BEGIN DATA IN THIS EXERCISE

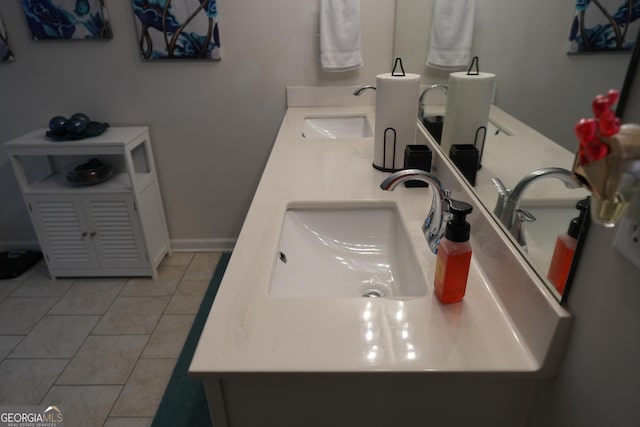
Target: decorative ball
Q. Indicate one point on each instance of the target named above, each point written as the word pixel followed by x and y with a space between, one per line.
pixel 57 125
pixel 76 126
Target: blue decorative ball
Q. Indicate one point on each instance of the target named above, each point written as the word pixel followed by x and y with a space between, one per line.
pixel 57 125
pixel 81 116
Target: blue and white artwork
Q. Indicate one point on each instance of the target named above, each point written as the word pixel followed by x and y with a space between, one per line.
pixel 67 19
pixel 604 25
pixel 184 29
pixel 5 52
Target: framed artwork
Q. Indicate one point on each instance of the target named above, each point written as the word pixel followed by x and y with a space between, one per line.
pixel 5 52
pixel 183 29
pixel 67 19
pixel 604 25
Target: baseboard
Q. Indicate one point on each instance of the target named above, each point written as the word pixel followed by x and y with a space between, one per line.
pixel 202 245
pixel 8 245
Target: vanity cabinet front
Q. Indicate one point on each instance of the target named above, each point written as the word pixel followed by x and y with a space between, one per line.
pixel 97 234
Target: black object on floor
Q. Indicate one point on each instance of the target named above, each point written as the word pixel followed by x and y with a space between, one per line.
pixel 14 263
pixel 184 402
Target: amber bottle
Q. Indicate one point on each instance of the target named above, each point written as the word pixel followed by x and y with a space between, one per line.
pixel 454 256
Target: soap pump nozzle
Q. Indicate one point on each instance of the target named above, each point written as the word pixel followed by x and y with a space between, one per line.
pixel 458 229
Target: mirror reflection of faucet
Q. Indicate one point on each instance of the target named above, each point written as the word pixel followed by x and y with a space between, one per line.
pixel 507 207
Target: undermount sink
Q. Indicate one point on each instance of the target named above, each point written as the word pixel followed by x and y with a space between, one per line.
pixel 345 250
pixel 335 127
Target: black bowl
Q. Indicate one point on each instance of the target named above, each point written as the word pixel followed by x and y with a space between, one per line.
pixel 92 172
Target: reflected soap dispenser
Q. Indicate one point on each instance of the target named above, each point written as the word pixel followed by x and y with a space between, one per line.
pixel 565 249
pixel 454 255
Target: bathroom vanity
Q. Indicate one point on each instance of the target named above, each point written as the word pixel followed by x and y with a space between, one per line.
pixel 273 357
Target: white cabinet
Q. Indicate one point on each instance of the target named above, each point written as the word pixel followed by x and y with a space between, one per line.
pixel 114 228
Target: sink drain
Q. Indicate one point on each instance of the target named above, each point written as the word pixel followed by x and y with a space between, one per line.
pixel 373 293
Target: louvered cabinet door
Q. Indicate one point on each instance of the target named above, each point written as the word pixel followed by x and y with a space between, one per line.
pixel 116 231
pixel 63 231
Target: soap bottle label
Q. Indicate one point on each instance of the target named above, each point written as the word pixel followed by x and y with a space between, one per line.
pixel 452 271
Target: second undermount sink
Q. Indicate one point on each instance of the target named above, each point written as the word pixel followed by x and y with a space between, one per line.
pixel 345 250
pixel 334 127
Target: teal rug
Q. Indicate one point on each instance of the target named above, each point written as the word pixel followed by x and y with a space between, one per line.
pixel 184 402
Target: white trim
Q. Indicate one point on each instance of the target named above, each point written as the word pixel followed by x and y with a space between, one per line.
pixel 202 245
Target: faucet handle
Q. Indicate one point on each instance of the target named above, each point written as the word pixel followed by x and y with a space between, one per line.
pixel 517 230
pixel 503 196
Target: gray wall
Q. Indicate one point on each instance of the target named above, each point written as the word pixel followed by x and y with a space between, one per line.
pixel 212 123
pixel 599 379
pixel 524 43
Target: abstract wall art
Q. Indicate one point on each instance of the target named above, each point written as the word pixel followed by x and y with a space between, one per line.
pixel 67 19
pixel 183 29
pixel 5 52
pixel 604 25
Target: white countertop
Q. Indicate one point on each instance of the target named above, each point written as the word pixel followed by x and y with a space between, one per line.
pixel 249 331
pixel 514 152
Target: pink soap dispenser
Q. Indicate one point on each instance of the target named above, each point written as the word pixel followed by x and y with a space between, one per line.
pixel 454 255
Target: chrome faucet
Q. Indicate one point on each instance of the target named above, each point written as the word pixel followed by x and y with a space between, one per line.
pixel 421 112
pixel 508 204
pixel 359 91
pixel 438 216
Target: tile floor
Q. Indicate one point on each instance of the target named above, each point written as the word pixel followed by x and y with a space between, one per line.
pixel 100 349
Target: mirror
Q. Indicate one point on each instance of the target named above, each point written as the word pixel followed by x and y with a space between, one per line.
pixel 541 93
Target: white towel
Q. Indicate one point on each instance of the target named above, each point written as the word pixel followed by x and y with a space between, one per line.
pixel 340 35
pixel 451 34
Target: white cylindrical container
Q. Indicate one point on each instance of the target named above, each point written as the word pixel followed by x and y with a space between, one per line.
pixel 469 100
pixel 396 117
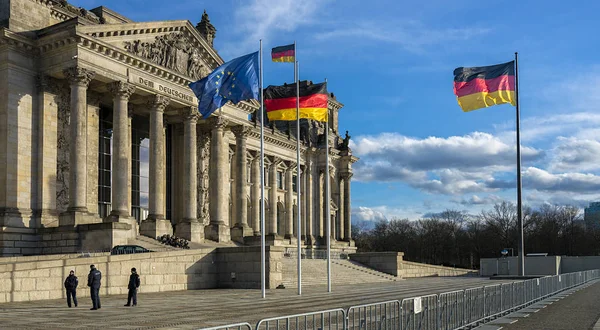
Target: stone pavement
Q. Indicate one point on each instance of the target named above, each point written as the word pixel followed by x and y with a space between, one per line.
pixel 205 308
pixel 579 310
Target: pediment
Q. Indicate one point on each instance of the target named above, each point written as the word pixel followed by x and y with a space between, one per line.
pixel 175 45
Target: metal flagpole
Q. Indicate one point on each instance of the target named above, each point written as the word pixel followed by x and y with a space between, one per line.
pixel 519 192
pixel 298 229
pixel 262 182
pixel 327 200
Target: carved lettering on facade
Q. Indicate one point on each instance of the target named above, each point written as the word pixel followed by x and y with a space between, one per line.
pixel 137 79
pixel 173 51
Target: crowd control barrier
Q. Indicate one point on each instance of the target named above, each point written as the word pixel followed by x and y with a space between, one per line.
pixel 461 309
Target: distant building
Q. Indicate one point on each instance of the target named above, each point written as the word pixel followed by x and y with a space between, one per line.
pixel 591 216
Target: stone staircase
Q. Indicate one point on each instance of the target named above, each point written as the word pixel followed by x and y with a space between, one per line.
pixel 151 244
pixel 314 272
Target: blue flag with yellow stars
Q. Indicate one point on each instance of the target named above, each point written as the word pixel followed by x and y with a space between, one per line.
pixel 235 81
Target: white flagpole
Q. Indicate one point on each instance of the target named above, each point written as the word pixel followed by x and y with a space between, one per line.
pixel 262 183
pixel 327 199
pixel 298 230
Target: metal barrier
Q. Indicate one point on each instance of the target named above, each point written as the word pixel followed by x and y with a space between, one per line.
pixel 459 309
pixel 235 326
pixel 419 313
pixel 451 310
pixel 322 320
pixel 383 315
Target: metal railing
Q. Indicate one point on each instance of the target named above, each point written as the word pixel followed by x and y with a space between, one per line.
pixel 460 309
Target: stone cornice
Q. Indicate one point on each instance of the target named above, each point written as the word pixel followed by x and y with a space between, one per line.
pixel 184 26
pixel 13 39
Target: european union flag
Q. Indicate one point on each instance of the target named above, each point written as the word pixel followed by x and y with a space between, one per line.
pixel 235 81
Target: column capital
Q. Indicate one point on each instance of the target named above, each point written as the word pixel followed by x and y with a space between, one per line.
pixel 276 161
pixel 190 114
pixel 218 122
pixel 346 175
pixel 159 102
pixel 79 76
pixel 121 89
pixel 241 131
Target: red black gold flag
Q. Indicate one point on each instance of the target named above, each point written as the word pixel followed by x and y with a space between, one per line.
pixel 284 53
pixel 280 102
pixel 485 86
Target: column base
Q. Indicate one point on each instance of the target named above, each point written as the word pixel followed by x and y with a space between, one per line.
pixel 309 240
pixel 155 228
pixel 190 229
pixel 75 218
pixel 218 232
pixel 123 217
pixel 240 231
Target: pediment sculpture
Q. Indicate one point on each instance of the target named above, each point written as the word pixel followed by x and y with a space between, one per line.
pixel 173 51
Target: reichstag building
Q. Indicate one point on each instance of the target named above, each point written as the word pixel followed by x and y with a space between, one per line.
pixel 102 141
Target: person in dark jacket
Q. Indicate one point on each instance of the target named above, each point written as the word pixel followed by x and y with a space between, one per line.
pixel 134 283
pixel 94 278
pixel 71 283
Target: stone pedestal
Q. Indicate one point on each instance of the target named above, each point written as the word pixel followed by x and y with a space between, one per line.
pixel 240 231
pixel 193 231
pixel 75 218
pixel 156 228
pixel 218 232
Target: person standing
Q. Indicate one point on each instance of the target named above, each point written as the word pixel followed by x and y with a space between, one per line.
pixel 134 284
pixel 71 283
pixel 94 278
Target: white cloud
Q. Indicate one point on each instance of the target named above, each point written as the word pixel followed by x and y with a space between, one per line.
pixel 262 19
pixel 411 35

END DATA IN THIS EXERCISE

- _TASK BRIEF_
Copy out the entries word for word, starting at the beginning and stopping after the line that contains "pixel 81 116", and leave the pictures out of your copy.

- _PROBLEM SOLUTION_
Target: decorative ball
Q. Indicate one point on each instance of the target named above, each point written as the word pixel followed by x and y with a space between, one per line.
pixel 57 125
pixel 76 126
Target: blue decorative ball
Q. Indicate one point on each instance of the target named above, each point written as the word pixel followed by x and y with a space between, one per line.
pixel 57 125
pixel 81 116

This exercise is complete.